Your reply should consist solely of the lines from the start of the material below through the line containing "positive clicks: (103, 128)", reproduced exactly.

--------------------------------

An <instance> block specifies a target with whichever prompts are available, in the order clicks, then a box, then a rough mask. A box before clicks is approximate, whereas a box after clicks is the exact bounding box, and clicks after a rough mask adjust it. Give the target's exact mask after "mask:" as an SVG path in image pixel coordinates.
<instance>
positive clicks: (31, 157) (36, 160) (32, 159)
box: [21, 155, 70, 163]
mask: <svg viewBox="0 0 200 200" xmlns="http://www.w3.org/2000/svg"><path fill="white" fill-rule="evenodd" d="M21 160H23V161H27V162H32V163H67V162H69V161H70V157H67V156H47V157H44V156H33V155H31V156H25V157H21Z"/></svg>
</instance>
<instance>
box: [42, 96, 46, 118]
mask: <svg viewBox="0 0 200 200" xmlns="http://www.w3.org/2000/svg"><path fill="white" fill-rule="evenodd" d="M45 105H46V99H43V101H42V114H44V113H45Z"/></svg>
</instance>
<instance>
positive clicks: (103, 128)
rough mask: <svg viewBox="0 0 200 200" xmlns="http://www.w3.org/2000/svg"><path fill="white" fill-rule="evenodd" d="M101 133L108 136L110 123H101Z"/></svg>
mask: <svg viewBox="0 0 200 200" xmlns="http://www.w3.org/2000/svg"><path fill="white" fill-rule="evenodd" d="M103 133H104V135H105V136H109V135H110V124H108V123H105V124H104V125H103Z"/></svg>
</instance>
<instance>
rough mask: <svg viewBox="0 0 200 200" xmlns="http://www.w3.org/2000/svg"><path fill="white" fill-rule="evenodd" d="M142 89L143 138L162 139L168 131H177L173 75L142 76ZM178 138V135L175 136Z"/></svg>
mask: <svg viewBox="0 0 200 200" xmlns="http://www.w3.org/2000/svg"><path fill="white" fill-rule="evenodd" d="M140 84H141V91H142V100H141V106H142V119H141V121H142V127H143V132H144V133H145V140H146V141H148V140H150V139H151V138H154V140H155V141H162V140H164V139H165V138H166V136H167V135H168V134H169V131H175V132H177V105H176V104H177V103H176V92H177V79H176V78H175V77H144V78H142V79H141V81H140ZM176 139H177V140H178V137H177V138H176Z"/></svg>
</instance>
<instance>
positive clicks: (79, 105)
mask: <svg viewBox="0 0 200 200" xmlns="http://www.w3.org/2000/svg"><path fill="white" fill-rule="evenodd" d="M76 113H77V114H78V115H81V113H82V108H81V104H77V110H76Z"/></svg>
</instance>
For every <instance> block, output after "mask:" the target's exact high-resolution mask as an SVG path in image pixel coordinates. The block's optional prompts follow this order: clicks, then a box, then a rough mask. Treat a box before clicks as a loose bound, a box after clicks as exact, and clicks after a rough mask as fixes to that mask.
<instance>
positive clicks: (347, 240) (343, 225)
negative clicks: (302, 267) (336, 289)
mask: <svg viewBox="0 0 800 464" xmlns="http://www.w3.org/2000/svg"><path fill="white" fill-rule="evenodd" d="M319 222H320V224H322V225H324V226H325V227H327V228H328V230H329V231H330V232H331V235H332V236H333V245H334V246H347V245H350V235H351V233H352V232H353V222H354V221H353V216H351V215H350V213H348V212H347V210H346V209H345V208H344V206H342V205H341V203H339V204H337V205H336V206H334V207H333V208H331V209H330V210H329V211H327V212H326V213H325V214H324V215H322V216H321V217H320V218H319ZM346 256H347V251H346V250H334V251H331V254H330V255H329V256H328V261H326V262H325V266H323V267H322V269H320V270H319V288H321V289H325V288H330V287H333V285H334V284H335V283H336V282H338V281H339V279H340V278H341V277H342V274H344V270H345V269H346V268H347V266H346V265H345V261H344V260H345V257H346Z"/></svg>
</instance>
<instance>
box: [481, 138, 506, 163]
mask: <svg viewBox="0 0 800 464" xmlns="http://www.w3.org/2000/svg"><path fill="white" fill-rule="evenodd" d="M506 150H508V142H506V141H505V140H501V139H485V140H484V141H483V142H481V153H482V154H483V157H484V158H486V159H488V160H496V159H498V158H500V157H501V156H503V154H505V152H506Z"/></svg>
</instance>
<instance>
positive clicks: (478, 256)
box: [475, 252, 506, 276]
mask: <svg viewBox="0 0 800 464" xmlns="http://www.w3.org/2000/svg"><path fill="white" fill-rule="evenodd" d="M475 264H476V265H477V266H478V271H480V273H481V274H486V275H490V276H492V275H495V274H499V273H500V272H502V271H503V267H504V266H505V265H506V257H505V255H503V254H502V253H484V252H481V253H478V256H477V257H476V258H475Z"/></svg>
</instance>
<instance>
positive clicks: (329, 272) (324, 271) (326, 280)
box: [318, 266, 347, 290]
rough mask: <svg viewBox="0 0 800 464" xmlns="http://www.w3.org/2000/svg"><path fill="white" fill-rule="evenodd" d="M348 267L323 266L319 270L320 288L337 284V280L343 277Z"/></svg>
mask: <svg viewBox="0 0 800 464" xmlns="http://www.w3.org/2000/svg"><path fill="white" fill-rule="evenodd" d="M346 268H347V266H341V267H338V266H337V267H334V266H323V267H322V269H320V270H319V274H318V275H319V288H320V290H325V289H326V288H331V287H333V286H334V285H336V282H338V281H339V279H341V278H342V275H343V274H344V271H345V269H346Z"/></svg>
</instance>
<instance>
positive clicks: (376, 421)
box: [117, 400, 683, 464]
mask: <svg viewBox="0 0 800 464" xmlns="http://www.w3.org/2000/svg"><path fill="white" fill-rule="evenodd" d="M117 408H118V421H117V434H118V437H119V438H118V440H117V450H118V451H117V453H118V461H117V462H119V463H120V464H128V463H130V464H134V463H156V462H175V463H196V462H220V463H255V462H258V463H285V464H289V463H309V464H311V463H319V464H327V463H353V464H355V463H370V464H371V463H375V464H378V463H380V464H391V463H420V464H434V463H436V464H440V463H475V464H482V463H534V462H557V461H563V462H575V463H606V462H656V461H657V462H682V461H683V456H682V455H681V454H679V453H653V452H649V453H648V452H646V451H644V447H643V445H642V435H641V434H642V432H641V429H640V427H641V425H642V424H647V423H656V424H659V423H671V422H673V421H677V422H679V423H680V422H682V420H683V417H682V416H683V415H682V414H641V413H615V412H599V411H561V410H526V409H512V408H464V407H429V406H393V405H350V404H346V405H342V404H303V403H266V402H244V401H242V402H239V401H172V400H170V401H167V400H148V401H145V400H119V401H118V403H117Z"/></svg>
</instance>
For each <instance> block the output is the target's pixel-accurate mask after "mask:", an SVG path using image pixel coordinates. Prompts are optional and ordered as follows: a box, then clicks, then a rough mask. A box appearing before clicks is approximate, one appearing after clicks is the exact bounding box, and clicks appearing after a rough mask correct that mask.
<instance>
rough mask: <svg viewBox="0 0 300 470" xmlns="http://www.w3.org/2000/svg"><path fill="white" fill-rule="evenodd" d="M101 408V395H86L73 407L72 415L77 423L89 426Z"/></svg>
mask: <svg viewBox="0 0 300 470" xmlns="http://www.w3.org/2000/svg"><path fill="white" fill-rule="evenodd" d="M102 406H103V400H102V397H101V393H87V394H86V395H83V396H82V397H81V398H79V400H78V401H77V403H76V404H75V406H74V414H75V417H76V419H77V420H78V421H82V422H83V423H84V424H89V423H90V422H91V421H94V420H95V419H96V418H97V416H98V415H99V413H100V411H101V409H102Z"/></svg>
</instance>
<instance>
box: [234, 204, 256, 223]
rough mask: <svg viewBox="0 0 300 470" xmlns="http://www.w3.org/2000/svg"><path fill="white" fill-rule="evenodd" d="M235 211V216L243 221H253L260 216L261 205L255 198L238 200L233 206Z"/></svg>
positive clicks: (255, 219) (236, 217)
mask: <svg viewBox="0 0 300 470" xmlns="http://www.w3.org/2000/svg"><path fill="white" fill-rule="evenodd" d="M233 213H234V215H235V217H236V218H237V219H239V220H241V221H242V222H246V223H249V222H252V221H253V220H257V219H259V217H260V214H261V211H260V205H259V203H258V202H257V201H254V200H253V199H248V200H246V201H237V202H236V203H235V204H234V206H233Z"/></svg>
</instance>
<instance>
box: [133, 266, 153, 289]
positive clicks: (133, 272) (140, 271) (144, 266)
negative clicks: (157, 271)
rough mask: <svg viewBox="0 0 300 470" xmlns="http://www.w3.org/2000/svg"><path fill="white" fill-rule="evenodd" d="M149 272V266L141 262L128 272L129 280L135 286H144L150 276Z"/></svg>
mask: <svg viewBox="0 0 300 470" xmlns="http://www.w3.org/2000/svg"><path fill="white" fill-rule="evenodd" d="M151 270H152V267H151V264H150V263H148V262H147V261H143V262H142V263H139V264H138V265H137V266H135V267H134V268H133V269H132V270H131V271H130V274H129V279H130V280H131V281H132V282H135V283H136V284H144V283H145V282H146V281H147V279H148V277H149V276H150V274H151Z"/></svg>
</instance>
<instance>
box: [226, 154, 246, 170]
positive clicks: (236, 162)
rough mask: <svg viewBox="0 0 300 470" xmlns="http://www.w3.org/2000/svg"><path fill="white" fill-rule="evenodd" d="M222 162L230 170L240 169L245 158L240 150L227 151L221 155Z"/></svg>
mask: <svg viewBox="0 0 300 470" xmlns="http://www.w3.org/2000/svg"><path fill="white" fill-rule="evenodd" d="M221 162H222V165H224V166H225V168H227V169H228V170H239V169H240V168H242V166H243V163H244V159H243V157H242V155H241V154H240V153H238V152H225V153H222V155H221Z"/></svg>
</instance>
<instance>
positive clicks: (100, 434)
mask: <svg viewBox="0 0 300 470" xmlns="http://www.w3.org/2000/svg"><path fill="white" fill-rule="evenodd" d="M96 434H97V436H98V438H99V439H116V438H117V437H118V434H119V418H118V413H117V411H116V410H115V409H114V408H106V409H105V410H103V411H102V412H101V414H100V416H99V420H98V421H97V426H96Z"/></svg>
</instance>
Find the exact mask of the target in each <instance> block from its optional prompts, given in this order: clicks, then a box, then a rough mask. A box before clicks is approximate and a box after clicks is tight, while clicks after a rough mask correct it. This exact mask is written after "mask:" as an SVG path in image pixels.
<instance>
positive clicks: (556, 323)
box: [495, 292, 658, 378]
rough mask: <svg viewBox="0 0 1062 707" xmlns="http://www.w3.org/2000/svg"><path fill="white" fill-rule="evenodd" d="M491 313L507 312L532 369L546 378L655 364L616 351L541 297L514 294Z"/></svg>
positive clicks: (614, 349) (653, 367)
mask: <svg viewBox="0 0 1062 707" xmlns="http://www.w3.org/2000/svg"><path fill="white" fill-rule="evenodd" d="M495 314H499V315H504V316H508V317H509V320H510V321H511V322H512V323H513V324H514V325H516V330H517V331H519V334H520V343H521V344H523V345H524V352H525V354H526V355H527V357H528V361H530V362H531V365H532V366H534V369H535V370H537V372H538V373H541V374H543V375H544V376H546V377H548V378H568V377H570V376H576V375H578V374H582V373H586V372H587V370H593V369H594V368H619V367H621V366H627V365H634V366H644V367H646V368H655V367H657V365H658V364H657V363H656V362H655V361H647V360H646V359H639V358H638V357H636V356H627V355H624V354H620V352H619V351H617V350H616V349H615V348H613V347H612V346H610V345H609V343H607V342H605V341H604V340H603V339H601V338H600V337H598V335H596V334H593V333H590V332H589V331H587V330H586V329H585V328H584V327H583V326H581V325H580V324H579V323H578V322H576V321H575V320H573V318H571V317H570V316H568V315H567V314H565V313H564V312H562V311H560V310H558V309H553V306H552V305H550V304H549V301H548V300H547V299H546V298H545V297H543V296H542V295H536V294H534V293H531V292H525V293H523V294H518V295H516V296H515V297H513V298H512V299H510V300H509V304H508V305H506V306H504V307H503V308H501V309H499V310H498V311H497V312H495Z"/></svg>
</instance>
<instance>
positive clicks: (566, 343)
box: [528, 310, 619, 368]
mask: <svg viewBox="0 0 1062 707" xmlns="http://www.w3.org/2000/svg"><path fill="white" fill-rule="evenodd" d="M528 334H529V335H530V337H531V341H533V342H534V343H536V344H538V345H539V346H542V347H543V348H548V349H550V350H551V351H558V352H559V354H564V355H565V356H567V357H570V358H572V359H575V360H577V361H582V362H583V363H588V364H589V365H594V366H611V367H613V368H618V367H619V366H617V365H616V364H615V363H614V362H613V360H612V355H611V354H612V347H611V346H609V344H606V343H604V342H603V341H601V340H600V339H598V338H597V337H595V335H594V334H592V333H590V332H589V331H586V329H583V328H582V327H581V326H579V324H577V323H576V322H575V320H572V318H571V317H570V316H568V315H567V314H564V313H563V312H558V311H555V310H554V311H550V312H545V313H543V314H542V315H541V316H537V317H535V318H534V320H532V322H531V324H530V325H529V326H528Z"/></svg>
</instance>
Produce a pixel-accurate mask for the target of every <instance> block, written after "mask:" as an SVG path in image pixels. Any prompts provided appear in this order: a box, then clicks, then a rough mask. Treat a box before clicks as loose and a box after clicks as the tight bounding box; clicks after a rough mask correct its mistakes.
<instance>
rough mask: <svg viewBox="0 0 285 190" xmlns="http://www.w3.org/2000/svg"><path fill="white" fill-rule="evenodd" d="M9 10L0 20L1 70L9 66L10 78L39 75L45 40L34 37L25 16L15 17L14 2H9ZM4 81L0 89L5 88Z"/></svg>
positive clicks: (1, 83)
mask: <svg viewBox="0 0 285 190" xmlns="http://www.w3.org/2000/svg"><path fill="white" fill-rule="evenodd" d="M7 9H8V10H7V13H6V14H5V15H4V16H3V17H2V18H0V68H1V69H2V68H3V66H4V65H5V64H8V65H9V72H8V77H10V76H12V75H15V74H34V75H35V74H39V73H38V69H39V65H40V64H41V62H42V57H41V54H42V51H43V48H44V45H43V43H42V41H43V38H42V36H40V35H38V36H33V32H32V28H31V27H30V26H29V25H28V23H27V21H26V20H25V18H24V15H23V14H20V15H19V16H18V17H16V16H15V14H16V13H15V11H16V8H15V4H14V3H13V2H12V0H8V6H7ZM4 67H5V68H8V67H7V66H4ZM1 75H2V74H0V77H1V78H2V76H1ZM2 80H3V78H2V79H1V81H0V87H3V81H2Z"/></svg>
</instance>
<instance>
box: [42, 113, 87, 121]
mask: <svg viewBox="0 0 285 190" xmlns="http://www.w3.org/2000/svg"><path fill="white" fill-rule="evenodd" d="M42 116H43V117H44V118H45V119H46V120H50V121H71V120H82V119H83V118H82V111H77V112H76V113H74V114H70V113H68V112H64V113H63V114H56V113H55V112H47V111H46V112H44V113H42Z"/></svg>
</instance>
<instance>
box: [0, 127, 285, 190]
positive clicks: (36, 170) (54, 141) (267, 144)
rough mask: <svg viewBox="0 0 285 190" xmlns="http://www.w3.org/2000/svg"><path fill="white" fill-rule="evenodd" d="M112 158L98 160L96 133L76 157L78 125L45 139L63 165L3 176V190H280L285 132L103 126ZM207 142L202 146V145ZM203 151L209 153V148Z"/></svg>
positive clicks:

--------------------------------

• _RESULT OF THE TASK_:
An <instance> block specifies a target with whichever prompts are available, in the order clicks, then a box, then a rough mask. A box before clicks is approximate, whereas a box after clicks is the exact bounding box, and clicks after a rough mask adjust it. Give the target's exact mask after "mask:" as an SVG path in image pixel coordinates.
<instance>
positive clicks: (31, 157) (36, 160) (32, 159)
box: [21, 155, 70, 163]
mask: <svg viewBox="0 0 200 200" xmlns="http://www.w3.org/2000/svg"><path fill="white" fill-rule="evenodd" d="M21 160H23V161H27V162H32V163H67V162H69V161H70V157H67V156H47V157H44V156H33V155H31V156H25V157H21Z"/></svg>
</instance>
<instance>
box: [42, 96, 46, 118]
mask: <svg viewBox="0 0 200 200" xmlns="http://www.w3.org/2000/svg"><path fill="white" fill-rule="evenodd" d="M45 105H46V99H43V101H42V114H44V113H45Z"/></svg>
</instance>
<instance>
positive clicks: (103, 128)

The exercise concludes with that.